* Start Selected text *
Ad Testing Done Right:
A Scientific Guide From
The Pros

Brad Geddes
Brad Geddes
Co-Founder, AdAlysis

Ads are the only part of a PPC account that a searcher ever sees.

All your other settings and targets just tell a search engine if your ad should be displayed or not to a searcher. In the end, ads are one of the most important aspects of an entire PPC account.

Testing ads can increase your conversions, lower your cost per conversion, increase your quality score, and offer many other benefits across your account.

However, most ad testing is not done correctly.

This happens when advertisers don’t have a solid approach to understanding what they want to test and how to pick winning metrics based upon data and not guesswork.

In this guide to ad testing, I’ll walk you through exactly how to test your ads scientifically so you can make informed decisions about how to run and measure ad tests so you can improve your paid search accounts.

The Types of Ad Testing

There are two ways to test ads; and each has its own advantages and disadvantages. We will lay out each testing method so you can make informed decisions about how you want to test.

Single Ad Group Testing

The most common type of ad testing is single ad group testing. This is an ad test where you create two or more ads within an ad group and then pick your top ad once you receive results.

Looks like this
Looks like this

This is commonly referred to as A/B testing.

However, many companies use three to five ads within an ad group; so A/B testing is a misnomer as that implies there are only two ads within an ad group.

IMPORTANT NOTE: Single ad group testing is best when you want to find the best message for a single targeting method.

When you consider an ad group; it is comprised of two parts:

  • Targeting method
  • Ads

The targeting method could be keywords, remarketing lists, interests, topics, or even other methods that can trigger your ad to show.
* End Selected text *
#### [Required actions]
1. In the ad testing guide, how many ads do many companies use within an ad group?
2. Output the part of the ad testing guide that begins at the words "There are two" and stops after "as A/B testing.".
* Start Listed records *
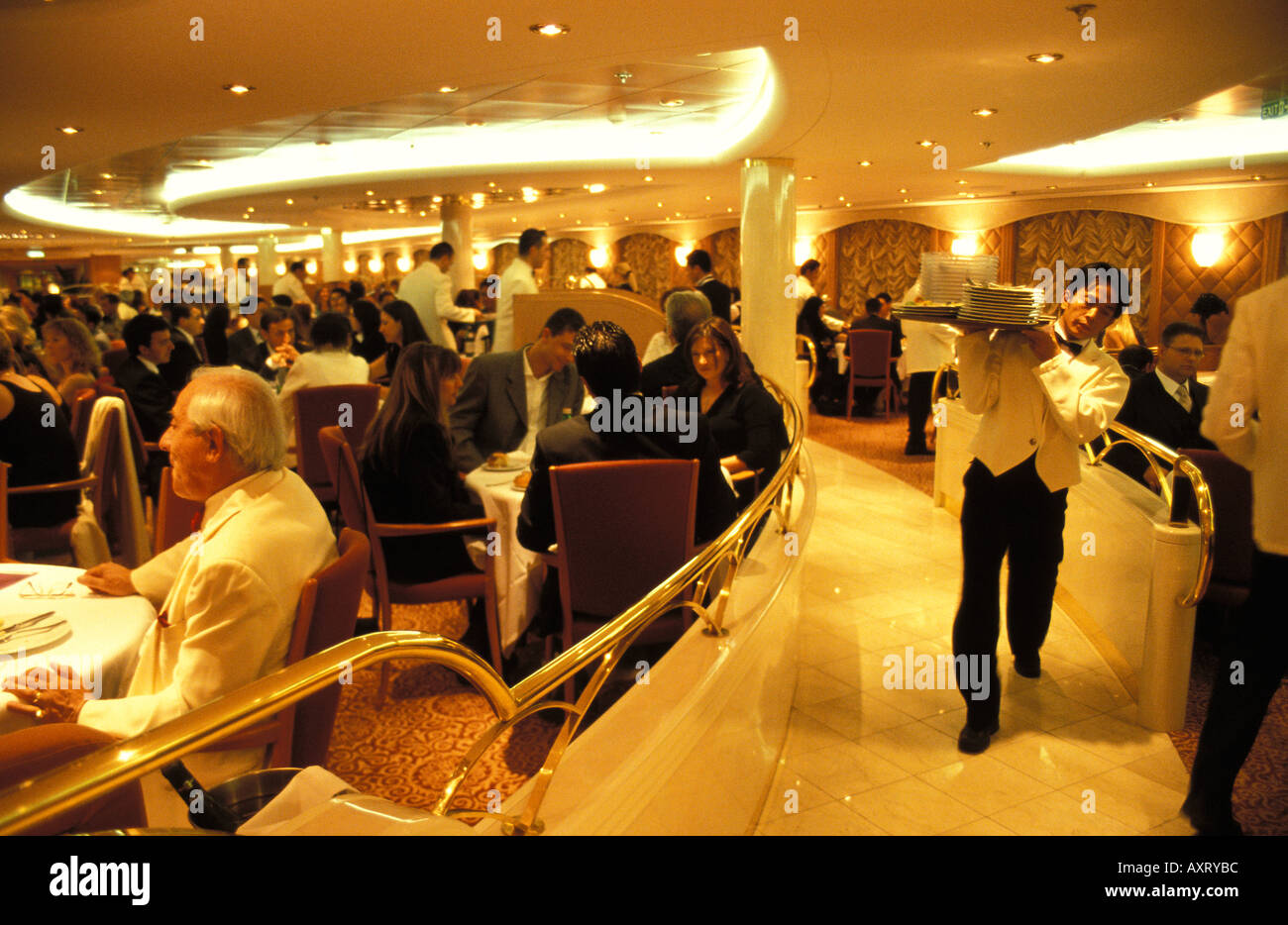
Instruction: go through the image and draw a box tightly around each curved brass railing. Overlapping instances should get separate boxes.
* End Listed records *
* Start Listed records *
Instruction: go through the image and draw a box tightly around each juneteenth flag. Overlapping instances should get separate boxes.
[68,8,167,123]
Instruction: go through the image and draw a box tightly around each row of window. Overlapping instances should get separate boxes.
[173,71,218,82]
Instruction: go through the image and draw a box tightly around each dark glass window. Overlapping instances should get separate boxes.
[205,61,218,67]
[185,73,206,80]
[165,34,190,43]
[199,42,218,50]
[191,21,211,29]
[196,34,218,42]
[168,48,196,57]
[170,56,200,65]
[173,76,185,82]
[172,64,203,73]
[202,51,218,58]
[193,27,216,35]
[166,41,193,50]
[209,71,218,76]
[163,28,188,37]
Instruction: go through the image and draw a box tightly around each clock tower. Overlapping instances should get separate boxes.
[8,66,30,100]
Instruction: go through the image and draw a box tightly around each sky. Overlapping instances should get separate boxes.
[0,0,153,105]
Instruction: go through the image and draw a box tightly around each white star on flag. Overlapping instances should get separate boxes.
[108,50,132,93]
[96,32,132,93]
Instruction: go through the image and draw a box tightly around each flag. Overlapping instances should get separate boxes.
* End Listed records *
#### [Problem solutions]
1. Three to five ads.

2.
There are two ways to test ads; and each has its own advantages and disadvantages. We will lay out each testing method so you can make informed decisions about how you want to test.

Single Ad Group Testing

The most common type of ad testing is single ad group testing. This is an ad test where you create two or more ads within an ad group and then pick your top ad once you receive results.

Looks like this
Looks like this

This is commonly referred to as A/B testing.